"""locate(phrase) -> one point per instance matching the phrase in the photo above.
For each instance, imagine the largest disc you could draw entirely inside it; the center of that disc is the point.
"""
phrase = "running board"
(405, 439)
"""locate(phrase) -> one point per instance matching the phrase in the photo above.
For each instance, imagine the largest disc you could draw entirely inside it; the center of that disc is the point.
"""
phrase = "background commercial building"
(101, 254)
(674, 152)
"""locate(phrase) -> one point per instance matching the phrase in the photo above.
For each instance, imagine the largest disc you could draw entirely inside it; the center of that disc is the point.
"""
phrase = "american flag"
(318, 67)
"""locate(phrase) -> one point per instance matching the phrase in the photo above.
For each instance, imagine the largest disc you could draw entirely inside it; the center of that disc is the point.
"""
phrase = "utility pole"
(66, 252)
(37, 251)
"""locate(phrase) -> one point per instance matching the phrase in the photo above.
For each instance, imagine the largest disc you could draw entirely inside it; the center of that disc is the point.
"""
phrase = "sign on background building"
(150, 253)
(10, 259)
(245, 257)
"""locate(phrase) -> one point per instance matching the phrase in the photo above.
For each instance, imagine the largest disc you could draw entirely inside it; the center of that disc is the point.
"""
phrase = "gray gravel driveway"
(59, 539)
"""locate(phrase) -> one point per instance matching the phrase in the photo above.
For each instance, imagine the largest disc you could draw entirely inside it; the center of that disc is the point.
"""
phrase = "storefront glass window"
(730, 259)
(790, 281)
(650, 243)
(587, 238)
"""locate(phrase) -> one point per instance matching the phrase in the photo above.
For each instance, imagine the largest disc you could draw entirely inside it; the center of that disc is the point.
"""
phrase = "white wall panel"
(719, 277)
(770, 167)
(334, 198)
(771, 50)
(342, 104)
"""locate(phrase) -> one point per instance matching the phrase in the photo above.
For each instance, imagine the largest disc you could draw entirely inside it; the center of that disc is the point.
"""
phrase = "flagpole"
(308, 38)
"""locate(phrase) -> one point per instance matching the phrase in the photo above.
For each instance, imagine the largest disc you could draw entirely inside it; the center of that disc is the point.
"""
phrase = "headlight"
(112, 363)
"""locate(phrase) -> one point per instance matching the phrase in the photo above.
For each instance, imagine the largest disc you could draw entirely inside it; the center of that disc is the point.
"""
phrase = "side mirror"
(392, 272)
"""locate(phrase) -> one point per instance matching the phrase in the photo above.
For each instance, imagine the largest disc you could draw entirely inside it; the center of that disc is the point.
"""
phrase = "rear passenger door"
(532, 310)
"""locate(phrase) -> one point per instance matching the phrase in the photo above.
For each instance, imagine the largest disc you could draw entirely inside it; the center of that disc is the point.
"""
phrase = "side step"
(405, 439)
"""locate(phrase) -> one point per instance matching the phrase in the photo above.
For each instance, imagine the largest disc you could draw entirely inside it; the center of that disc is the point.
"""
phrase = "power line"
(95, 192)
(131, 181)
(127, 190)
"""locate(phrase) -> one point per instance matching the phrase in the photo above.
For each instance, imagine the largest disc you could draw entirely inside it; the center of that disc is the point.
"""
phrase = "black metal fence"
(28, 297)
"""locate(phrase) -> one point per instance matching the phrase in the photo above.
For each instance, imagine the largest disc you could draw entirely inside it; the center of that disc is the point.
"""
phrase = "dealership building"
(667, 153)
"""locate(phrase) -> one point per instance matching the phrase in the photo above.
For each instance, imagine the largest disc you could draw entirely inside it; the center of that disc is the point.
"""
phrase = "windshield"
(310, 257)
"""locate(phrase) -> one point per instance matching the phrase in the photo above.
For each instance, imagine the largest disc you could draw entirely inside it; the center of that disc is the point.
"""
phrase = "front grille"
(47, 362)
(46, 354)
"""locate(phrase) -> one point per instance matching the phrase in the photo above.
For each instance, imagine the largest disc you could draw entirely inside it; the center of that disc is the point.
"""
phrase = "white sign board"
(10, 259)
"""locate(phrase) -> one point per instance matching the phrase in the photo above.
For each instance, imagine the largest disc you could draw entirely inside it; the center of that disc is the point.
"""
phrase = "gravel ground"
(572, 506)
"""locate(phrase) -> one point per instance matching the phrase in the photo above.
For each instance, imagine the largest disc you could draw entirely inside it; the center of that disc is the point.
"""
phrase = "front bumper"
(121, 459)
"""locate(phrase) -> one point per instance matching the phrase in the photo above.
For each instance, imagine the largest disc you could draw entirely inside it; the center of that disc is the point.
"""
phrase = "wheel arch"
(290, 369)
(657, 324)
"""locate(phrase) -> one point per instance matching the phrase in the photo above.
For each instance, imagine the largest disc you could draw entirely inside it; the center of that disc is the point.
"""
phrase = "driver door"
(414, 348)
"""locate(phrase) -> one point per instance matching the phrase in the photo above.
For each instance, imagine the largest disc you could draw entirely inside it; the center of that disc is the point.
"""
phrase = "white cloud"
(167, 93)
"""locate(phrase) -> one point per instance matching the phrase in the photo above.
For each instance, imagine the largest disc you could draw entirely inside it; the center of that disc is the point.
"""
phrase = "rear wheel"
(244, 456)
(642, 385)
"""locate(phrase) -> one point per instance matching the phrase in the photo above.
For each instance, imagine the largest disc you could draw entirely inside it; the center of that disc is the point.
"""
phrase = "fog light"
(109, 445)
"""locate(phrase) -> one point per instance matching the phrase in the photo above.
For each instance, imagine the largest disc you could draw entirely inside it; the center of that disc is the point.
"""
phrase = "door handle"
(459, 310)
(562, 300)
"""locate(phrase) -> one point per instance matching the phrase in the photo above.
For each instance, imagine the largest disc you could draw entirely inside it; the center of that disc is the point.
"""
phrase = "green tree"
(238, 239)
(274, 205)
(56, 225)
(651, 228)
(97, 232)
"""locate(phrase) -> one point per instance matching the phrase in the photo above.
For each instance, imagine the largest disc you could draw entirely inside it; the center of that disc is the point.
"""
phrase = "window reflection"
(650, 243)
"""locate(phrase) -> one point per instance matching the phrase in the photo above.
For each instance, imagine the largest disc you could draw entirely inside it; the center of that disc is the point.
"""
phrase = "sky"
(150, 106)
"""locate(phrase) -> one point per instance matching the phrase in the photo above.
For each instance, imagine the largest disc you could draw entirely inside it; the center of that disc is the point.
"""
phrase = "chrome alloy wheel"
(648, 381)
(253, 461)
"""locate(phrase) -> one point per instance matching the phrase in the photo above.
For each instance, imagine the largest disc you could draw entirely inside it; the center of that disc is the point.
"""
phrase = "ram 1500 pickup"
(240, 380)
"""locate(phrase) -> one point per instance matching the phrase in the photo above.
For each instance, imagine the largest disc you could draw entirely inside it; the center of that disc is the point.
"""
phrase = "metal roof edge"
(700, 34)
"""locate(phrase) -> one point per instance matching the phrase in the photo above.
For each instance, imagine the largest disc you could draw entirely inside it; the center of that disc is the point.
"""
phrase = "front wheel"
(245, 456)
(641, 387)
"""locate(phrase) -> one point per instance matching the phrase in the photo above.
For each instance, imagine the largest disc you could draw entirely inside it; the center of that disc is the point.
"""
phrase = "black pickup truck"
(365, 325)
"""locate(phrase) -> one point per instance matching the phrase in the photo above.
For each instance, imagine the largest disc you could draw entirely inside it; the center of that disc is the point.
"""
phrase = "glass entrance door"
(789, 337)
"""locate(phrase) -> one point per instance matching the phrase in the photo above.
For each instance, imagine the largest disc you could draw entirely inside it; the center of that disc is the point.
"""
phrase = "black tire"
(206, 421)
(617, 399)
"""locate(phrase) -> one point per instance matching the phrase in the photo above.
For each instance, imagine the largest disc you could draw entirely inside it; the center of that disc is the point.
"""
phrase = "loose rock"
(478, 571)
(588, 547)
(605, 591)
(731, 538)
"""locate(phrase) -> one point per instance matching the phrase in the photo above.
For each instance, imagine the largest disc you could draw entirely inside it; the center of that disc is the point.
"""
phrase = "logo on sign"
::::::::::
- [Instructions to follow]:
Count the lines in the entries above that contain the string "window", treating uppercase and lowercase as different, and give only the number.

- [Solved exercise]:
2